=== SOURCE DATA ===

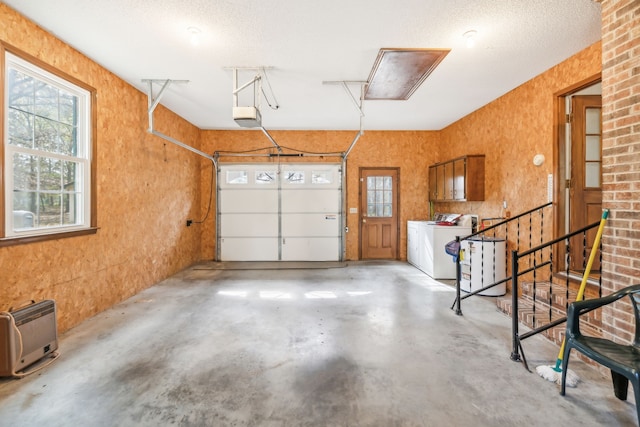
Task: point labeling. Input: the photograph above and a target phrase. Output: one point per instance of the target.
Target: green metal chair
(623, 360)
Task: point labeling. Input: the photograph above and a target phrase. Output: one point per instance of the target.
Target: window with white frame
(47, 151)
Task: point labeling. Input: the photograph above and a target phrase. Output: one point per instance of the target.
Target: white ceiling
(310, 42)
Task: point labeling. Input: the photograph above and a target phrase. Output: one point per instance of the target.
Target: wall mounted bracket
(358, 103)
(153, 103)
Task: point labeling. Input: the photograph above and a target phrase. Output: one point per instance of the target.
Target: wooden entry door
(585, 195)
(379, 213)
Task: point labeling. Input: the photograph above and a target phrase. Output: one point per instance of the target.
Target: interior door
(379, 213)
(585, 195)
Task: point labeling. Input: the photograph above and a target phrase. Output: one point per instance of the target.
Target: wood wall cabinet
(460, 179)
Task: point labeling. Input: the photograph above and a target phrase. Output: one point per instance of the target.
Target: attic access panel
(397, 73)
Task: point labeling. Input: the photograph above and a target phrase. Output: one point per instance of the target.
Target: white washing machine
(439, 264)
(483, 262)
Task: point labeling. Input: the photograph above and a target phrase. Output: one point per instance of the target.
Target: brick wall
(621, 154)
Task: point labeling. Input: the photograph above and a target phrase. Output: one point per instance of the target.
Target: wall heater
(27, 335)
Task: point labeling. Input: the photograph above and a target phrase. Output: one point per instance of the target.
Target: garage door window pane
(321, 177)
(265, 177)
(237, 177)
(294, 177)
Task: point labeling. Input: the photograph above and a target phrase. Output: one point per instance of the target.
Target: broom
(554, 373)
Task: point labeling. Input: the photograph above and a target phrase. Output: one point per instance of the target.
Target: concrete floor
(366, 344)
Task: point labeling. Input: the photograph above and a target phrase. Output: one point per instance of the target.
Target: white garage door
(288, 212)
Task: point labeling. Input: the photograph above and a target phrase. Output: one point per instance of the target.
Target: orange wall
(411, 152)
(510, 131)
(145, 191)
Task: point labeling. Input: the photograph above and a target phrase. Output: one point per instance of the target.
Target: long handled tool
(554, 373)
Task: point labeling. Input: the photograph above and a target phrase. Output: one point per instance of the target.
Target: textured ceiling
(308, 42)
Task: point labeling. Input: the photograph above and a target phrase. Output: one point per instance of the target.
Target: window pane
(50, 174)
(371, 182)
(23, 219)
(71, 214)
(20, 125)
(593, 148)
(379, 182)
(380, 196)
(24, 201)
(321, 177)
(46, 102)
(236, 177)
(45, 134)
(68, 108)
(70, 172)
(265, 177)
(593, 120)
(20, 91)
(25, 172)
(67, 139)
(371, 196)
(49, 210)
(592, 174)
(294, 177)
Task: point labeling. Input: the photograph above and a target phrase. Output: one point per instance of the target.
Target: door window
(379, 196)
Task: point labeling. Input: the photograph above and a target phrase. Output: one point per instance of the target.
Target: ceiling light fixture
(194, 35)
(470, 37)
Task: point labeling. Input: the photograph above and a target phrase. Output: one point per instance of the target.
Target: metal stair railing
(547, 322)
(503, 229)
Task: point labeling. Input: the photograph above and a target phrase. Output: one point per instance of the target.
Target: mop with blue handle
(554, 373)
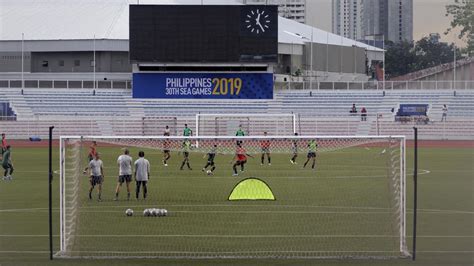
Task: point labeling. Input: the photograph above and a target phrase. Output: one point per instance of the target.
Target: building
(66, 51)
(291, 9)
(346, 18)
(374, 19)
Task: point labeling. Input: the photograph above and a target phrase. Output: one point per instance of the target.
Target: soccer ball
(159, 212)
(147, 212)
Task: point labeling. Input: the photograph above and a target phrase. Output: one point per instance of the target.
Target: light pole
(454, 66)
(94, 63)
(22, 60)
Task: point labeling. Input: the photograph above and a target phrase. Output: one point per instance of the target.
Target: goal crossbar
(392, 167)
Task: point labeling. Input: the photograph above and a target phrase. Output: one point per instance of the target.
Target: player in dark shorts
(92, 151)
(186, 149)
(96, 175)
(265, 146)
(4, 143)
(7, 164)
(312, 145)
(241, 156)
(211, 155)
(166, 147)
(294, 149)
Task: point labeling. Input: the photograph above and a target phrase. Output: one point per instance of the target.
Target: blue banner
(203, 85)
(412, 110)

===

TRY IT:
Write out the data precisely as given, excluding the pictures.

EXERCISE SOLUTION:
Task: point labeling. Input: the photograph above and a target phrase. Output: one point per instance of the target.
Target: green metal chair
(623, 360)
Task: point labeling. Input: the photograph above and a target phrase. Output: one point per instance of the target.
Target: window with white frame
(47, 151)
Task: point labeling. Input: the photograph above and a target phrase. Output: one point per instance of the target.
Target: white ceiling
(310, 42)
Task: point labeling. Input: the photograph above and a target phrase. Output: one point per instance of the target.
Target: wall mounted bracket
(358, 103)
(153, 103)
Task: point labeling. Input: the photograph above and a target phrase. Output: one point per instance of the target.
Target: wooden entry door
(585, 195)
(379, 213)
Task: point labeling. Input: the photograph above and a target phrase. Output: one point per instance of the target.
Target: interior door
(379, 213)
(585, 195)
Task: point labeling. Input: the photograph above and a target phrase. Output: one point per instance of the target.
Target: wood wall cabinet
(460, 179)
Task: point labeling. Input: the photograph above and a target phrase. Output: one point per instance of the target.
Target: attic access panel
(397, 73)
Task: point labeling. Input: the photograph above and a target phrase. Output: one point per instance of the target.
Target: white washing machine
(439, 264)
(483, 262)
Task: point labeling. Input: the photograph above and a target phrase. Output: one point per instance of the target.
Target: brick wall
(621, 154)
Task: point labeling. Input: the photograph above and a target phrase. Output: one point per instance of the target.
Target: wall heater
(27, 335)
Task: point labeling. Input: the photograph above and a target phrase. Output: one point per instance of the target.
Target: garage door window pane
(321, 177)
(265, 177)
(237, 177)
(294, 177)
Task: point labeling. Input: the photograph above and a target phrase. Output: one point per instance of the target.
Target: broom
(554, 373)
Task: point labeling. Input: the photograph above and a target phrase. Output: one point per instance of the target.
Target: concrete floor
(366, 344)
Task: point labeling. Input: the photograph above and a target phrase. Output: one point per instance of the target.
Target: white garage door
(288, 212)
Task: point labeling. Input: the photograph above and a target phrase. Output: one point per instance of the target.
Target: orange wall
(411, 152)
(510, 131)
(145, 191)
Task: point labeling. Input: the photograph above and a target phrase. Output: one point per instance of the target.
Target: long handled tool
(554, 373)
Task: point labeling. Input: the photograph above and a target phrase. Output: one point per instance of the target.
Target: textured ceiling
(308, 42)
Task: point labeling. Input: the photograph above and a target phrase. Output: one point per instance of the target.
Target: window pane
(50, 174)
(371, 182)
(23, 219)
(71, 214)
(20, 125)
(593, 148)
(379, 182)
(380, 196)
(24, 201)
(321, 177)
(46, 102)
(236, 177)
(45, 134)
(68, 108)
(70, 172)
(265, 177)
(593, 120)
(20, 91)
(25, 172)
(67, 139)
(371, 196)
(49, 210)
(592, 174)
(294, 177)
Task: point labeling. Input: the photograph above and a target phrase. Output: one point per instance of the target.
Target: door window
(379, 196)
Task: point labeling. Input: the photograph above and a target phrase. Output: one point per instance of the target.
Target: ceiling light fixture
(194, 35)
(470, 37)
Task: point labeling. Input: the photograph above and a target phrase. Output: one point per instance of the target.
Target: metal stair railing
(547, 322)
(503, 229)
Task: point labeling. Input: the photograph above and a target phrase. Output: one point per instance of the target.
Target: mop with blue handle
(554, 373)
Task: point labeling. Input: the photograph above and a target phrase. Output: one point per instance of the target.
Target: building
(66, 51)
(291, 9)
(346, 18)
(374, 19)
Task: point labeling. Input: the photograph above and a target phrase. Output: one point per instance of the target.
Target: soccer ball
(159, 212)
(147, 212)
Task: point labeling. Input: the photograph above and a target phrase. Output: one point per instance of the target.
Target: light pole
(454, 66)
(94, 63)
(22, 60)
Task: point labeling. Input: the photograph above and a target phrase. Output: one point per instance of the target.
Target: goal crossbar
(392, 167)
Task: point labeling. Input: the photograph above and a target phrase. Output: one point per instance of the target.
Target: player in dark shorts
(92, 151)
(186, 149)
(96, 175)
(265, 146)
(4, 143)
(7, 164)
(312, 145)
(241, 156)
(211, 155)
(166, 147)
(294, 149)
Task: point labeling. Input: the photograph above and a target phrase. Output: one point per instance of the target.
Target: blue banner
(203, 85)
(412, 110)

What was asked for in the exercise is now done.